:: PROBLEM REQUIREMENTS ::
Switch "detector" to "locator" throughout the rows below and write them out again with everything else unchanged. Leave the pictures out.

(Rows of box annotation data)
------------

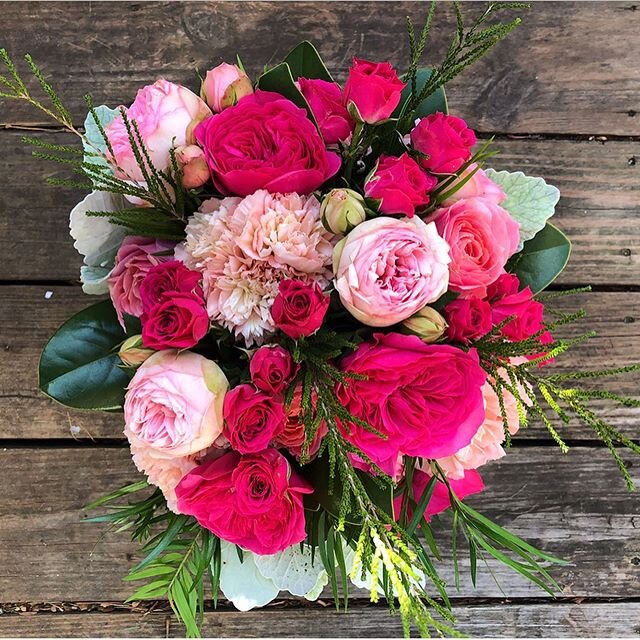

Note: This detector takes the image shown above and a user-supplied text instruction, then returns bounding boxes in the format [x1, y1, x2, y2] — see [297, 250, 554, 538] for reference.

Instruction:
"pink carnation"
[434, 198, 520, 298]
[176, 190, 333, 345]
[336, 333, 486, 472]
[109, 236, 174, 326]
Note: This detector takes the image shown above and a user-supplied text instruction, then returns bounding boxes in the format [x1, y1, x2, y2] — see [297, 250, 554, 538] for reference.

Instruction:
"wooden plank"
[0, 285, 640, 440]
[0, 132, 640, 284]
[0, 602, 640, 638]
[0, 2, 640, 135]
[0, 447, 640, 602]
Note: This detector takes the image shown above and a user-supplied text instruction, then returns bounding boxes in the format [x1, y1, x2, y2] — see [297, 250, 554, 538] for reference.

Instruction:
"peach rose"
[124, 350, 229, 458]
[333, 217, 451, 327]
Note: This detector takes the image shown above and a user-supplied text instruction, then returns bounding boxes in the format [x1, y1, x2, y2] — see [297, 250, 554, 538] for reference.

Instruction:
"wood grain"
[0, 601, 640, 638]
[0, 285, 640, 441]
[0, 132, 640, 285]
[0, 447, 640, 606]
[0, 1, 640, 135]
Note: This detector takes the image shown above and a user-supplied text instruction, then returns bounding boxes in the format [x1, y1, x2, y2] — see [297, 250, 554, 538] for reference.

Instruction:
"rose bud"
[176, 144, 209, 189]
[344, 58, 405, 124]
[320, 189, 367, 234]
[118, 335, 155, 367]
[249, 345, 299, 394]
[200, 62, 253, 113]
[402, 307, 447, 343]
[271, 280, 329, 340]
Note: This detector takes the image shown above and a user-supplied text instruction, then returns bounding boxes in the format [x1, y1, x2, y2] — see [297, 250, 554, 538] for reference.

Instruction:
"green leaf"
[40, 300, 130, 411]
[258, 62, 317, 126]
[391, 67, 449, 133]
[284, 40, 333, 82]
[506, 223, 571, 293]
[486, 169, 560, 249]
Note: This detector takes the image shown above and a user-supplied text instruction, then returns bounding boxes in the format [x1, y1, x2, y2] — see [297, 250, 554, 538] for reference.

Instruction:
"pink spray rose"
[142, 292, 209, 351]
[344, 58, 406, 124]
[333, 216, 450, 327]
[271, 280, 330, 340]
[124, 350, 229, 458]
[140, 260, 202, 312]
[276, 384, 329, 459]
[105, 80, 211, 182]
[336, 333, 486, 470]
[200, 62, 253, 113]
[224, 384, 284, 453]
[444, 298, 493, 343]
[109, 236, 174, 326]
[176, 144, 209, 189]
[195, 91, 341, 196]
[176, 449, 313, 555]
[393, 469, 484, 522]
[298, 78, 353, 144]
[434, 198, 520, 298]
[411, 112, 476, 173]
[364, 153, 438, 218]
[249, 345, 300, 395]
[442, 162, 507, 207]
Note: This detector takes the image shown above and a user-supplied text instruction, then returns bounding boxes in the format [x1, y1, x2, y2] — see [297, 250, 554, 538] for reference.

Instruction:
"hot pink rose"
[140, 260, 202, 312]
[444, 298, 493, 343]
[109, 236, 174, 326]
[195, 91, 341, 196]
[249, 345, 300, 395]
[333, 216, 450, 327]
[442, 162, 507, 207]
[434, 198, 520, 298]
[124, 350, 229, 458]
[344, 58, 406, 124]
[224, 384, 284, 453]
[142, 292, 209, 351]
[200, 62, 253, 113]
[176, 449, 313, 555]
[393, 469, 484, 522]
[411, 112, 476, 173]
[271, 280, 330, 340]
[364, 153, 438, 218]
[276, 385, 329, 459]
[298, 78, 353, 144]
[105, 80, 211, 182]
[336, 333, 486, 470]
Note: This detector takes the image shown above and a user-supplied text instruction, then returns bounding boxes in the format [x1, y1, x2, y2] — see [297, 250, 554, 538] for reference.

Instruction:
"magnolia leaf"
[69, 191, 127, 295]
[220, 540, 280, 611]
[485, 169, 560, 251]
[254, 545, 328, 599]
[40, 300, 130, 411]
[506, 223, 571, 293]
[284, 40, 333, 82]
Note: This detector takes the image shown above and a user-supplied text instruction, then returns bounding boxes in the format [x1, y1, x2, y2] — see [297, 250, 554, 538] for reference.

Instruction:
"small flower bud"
[118, 335, 155, 367]
[320, 189, 367, 234]
[402, 307, 447, 343]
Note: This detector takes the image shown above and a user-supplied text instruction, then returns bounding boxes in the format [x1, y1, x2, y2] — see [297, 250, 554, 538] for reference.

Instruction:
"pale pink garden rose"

------------

:: ANSWER TO THIS PROBLEM ::
Note: This locator takes the image shown above and a user-supplied text instruction, then returns bounding boxes in the format [x1, y1, x2, y2] — see [297, 250, 554, 538] for reference.

Instruction:
"pink carnation"
[434, 198, 520, 298]
[176, 190, 333, 345]
[336, 333, 486, 472]
[109, 236, 174, 326]
Note: This locator takes the image shown above and a user-supplied text instruction, then returns bounding boxes in the format [x1, y1, x2, y2] — see [297, 250, 554, 538] for reference.

Instruction:
"wooden plank"
[0, 285, 640, 440]
[0, 132, 640, 284]
[0, 602, 640, 638]
[0, 2, 640, 135]
[0, 447, 640, 602]
Note: This locator takes the image shown above and a user-supplied text instruction, then returns bounding boxes in the format [x1, y1, x2, y2] — see [297, 250, 554, 538] for reference.

Instruction:
"peach rose"
[124, 350, 229, 458]
[333, 217, 451, 327]
Note: This locator takes the image shown above and a user-supplied text instruction, then returns bounding boxes in the format [x1, y1, x2, y2] — see [297, 250, 554, 538] for reference.

Instruction:
"wood grain"
[0, 601, 640, 638]
[0, 285, 640, 441]
[0, 132, 640, 285]
[0, 447, 640, 606]
[0, 1, 640, 135]
Note: This locator takes the image shown above and a user-supplied text instruction, then returns bounding boxes in the format [x1, y1, x2, y2] — see [297, 250, 554, 538] for reference.

Instruction:
"rose bud"
[176, 144, 209, 189]
[344, 58, 405, 124]
[320, 189, 367, 234]
[118, 335, 155, 367]
[249, 345, 299, 394]
[200, 62, 253, 113]
[402, 307, 447, 343]
[271, 280, 329, 340]
Note: This locator takes the image shown above and a user-supplied text instruction, then returns bounding boxes in the format [x1, y1, x2, y2] — see [297, 250, 554, 538] for reference.

Instruction:
"green leaf"
[40, 300, 130, 411]
[258, 62, 317, 126]
[391, 67, 449, 133]
[284, 40, 333, 82]
[506, 223, 571, 293]
[486, 169, 560, 249]
Note: This locator takes the image shown above and a user-supplied text instruction, then returns bounding boxes in the format [x1, y1, x2, y2] — see [297, 250, 554, 538] for reference.

Instruction:
"pink spray rose"
[142, 292, 209, 351]
[344, 58, 406, 124]
[333, 216, 450, 327]
[271, 280, 330, 340]
[124, 350, 229, 458]
[140, 260, 202, 312]
[276, 384, 329, 459]
[105, 80, 211, 182]
[336, 333, 486, 470]
[200, 62, 253, 113]
[224, 384, 284, 453]
[444, 298, 493, 343]
[109, 236, 174, 326]
[176, 144, 209, 189]
[195, 91, 341, 196]
[176, 449, 313, 555]
[393, 469, 484, 522]
[298, 78, 353, 144]
[434, 198, 520, 298]
[411, 112, 476, 173]
[364, 153, 438, 218]
[249, 345, 300, 395]
[442, 162, 507, 207]
Note: This locator takes the image shown above and a user-supplied text instruction, then returns bounding boxes in the format [x1, y1, x2, y2] — see [297, 250, 554, 538] for reference.

Instruction:
"hot pink rose"
[140, 260, 202, 312]
[444, 298, 493, 343]
[109, 236, 174, 326]
[195, 91, 341, 196]
[249, 345, 300, 395]
[333, 216, 450, 327]
[442, 162, 507, 207]
[434, 198, 520, 298]
[124, 350, 229, 458]
[344, 58, 406, 124]
[224, 384, 284, 453]
[142, 292, 209, 351]
[200, 62, 253, 113]
[176, 449, 313, 555]
[393, 469, 484, 522]
[411, 112, 476, 173]
[271, 280, 330, 340]
[364, 153, 438, 218]
[276, 385, 329, 459]
[298, 78, 353, 144]
[105, 80, 211, 182]
[336, 333, 486, 470]
Note: This locator takes the image shown above and a user-supplied text instruction, then returns bounding boxes in the format [x1, y1, x2, y2] — see [297, 250, 554, 538] for reference.

Instruction:
"magnolia leaf"
[69, 191, 127, 295]
[220, 540, 280, 611]
[485, 169, 560, 251]
[254, 545, 328, 599]
[40, 300, 130, 411]
[506, 223, 571, 293]
[284, 40, 333, 82]
Note: This locator takes the image shown above and a user-supplied text instruction, then returns bounding boxes in the format [x1, y1, x2, y2] — see [297, 250, 554, 538] for reference.

Instruction:
"small flower bud"
[118, 335, 155, 367]
[320, 189, 367, 234]
[402, 307, 447, 343]
Note: This locator takes the image shown above and a user-supplied text instruction, then returns bounding boxes in the format [x1, y1, x2, y2] — see [297, 250, 554, 538] for reference.

Instruction:
"pale pink garden rose"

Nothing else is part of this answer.